Bounding box data excerpts:
--- START ---
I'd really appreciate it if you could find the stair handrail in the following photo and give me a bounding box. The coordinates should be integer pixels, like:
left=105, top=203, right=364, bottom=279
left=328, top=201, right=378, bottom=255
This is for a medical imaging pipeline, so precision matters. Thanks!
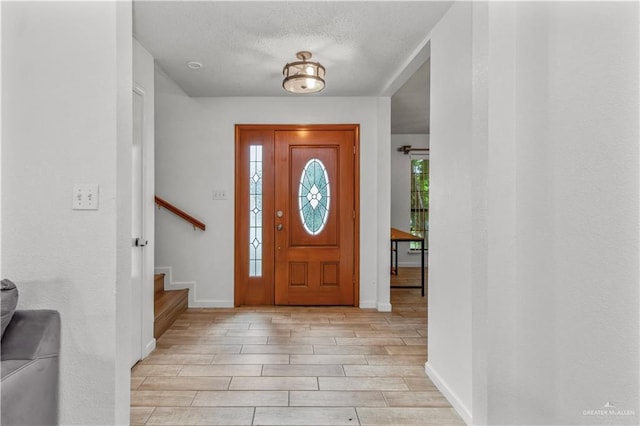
left=155, top=195, right=206, bottom=231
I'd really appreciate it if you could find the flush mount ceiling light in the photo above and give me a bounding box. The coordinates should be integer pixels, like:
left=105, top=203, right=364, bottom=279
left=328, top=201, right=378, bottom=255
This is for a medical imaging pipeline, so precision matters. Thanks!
left=187, top=61, right=203, bottom=70
left=282, top=52, right=326, bottom=93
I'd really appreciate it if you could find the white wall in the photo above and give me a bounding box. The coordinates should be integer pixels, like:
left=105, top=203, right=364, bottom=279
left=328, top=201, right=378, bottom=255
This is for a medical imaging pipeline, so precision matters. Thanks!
left=391, top=135, right=429, bottom=267
left=427, top=2, right=640, bottom=424
left=156, top=69, right=390, bottom=310
left=1, top=2, right=132, bottom=425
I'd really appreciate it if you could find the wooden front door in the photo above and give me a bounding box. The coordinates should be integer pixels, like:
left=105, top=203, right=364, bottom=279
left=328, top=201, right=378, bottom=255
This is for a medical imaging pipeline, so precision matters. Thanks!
left=235, top=125, right=358, bottom=306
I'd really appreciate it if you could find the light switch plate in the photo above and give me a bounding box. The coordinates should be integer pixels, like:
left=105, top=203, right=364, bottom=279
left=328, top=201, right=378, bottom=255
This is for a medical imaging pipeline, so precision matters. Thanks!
left=72, top=184, right=99, bottom=210
left=213, top=189, right=227, bottom=200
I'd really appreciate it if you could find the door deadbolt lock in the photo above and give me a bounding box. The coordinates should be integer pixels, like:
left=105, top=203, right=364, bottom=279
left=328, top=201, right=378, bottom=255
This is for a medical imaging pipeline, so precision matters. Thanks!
left=133, top=238, right=148, bottom=247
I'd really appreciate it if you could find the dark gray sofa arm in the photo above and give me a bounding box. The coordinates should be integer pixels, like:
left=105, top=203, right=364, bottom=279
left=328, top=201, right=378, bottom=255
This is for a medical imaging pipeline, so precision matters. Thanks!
left=0, top=310, right=60, bottom=426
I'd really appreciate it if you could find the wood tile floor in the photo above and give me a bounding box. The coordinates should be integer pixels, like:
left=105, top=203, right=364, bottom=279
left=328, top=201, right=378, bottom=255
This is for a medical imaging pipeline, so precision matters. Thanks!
left=131, top=271, right=464, bottom=426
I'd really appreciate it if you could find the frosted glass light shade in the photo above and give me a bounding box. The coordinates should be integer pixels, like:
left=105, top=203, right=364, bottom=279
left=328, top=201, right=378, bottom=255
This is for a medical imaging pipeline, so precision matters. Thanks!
left=282, top=52, right=326, bottom=93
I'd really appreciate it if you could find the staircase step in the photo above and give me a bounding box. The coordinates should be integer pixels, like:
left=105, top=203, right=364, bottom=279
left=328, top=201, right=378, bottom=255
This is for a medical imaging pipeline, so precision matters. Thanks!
left=153, top=274, right=165, bottom=293
left=153, top=288, right=189, bottom=339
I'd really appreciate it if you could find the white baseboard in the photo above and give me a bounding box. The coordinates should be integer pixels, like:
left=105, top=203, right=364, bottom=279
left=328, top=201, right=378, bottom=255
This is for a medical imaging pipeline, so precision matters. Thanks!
left=376, top=303, right=392, bottom=312
left=424, top=362, right=473, bottom=425
left=154, top=266, right=234, bottom=308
--- END ---
#### [Stated exercise]
Reproduce every entry above word for word, leaving out the pictures.

#### [Exercise answer]
I'd really appreciate it if you could find the stair handrail in the following photo and give me a bounding box. The coordinates should be integer pixels, like:
left=105, top=203, right=364, bottom=279
left=328, top=201, right=378, bottom=255
This is for a medical imaging pipeline, so precision matters. Thanks!
left=155, top=195, right=206, bottom=231
I'd really appreciate it if you could find the flush mount ceiling light in the photo above and give me a bounding box. The coordinates should be integer pixels, like:
left=105, top=203, right=364, bottom=279
left=328, top=201, right=378, bottom=255
This is for a medical imaging pipeline, so precision matters. Thanks!
left=187, top=61, right=203, bottom=70
left=282, top=52, right=326, bottom=93
I'd really appreciate it if you could find the white wall in the photo above and give me a bounding box. The coordinates should be integer pixels, like:
left=105, top=203, right=364, bottom=279
left=328, top=201, right=378, bottom=255
This is for a medical imaging pipeline, so precision matters. Thanks!
left=391, top=135, right=429, bottom=267
left=427, top=2, right=640, bottom=424
left=156, top=69, right=390, bottom=310
left=1, top=2, right=132, bottom=425
I'd really appreciate it if you could find the wooden front door in the photo above and give me a bounding box. The coordinates should be integer pixels, like:
left=105, top=203, right=364, bottom=279
left=328, top=201, right=378, bottom=255
This is for a medical imaging pipeline, so precision matters. Thanks!
left=235, top=125, right=358, bottom=306
I'd really appreciate it if you could find the light switch plate in the photo above and give me a bounding box. The coordinates should be integer pixels, like:
left=105, top=203, right=364, bottom=279
left=328, top=201, right=378, bottom=255
This is for a medical imaging pipeline, so precision matters. Thanks!
left=72, top=184, right=99, bottom=210
left=213, top=189, right=227, bottom=200
I'd really appreciate it if you could find the door deadbolt lock in the photo above and give me a bounding box. The coordinates should be integer pixels, like:
left=105, top=203, right=364, bottom=279
left=328, top=201, right=378, bottom=255
This is for a medical imaging pipeline, so precision matters. Thanks!
left=133, top=238, right=148, bottom=247
I'd really appreciate it if you could find the dark gray sofa arm in the photo above and give me a bounding box. The coordinates should be integer pixels, like:
left=105, top=203, right=364, bottom=279
left=328, top=201, right=378, bottom=255
This is for a medical imaging pipeline, so precision matters. Thanks!
left=0, top=310, right=60, bottom=426
I'd really appreciate it if you could find the wood tile floor in the photo above and give me a bounding box. The coordinates should be integer pixels, like:
left=105, top=203, right=364, bottom=279
left=328, top=201, right=378, bottom=255
This is for a medical imaging pipeline, so precision matters. Thanks!
left=131, top=271, right=464, bottom=426
I'd really appreciate it if you could find the frosted glass light shade in the photo above and give me a bounding box. The coordinates should be integer pixels, like:
left=105, top=203, right=364, bottom=279
left=328, top=201, right=378, bottom=255
This is for a medical imaging pipeline, so precision matters. Thanks!
left=282, top=52, right=326, bottom=93
I'd really appreciate it if you could find the staircase step in the photo above and give me a bounding box. The coordinates should be integer pixels, like:
left=105, top=203, right=364, bottom=279
left=328, top=201, right=378, bottom=255
This is for a medical imaging pipeline, so precision matters. Thanks!
left=153, top=274, right=165, bottom=293
left=153, top=288, right=189, bottom=339
I'd really appreciate it if you could find the white baseboard in the photo above and give me a bounding box. The coordinates should be integer pixels, like:
left=105, top=203, right=364, bottom=279
left=328, top=201, right=378, bottom=255
This is for a medical imaging pipeline, so precision matters. Thanks!
left=376, top=303, right=392, bottom=312
left=424, top=362, right=473, bottom=425
left=154, top=266, right=234, bottom=308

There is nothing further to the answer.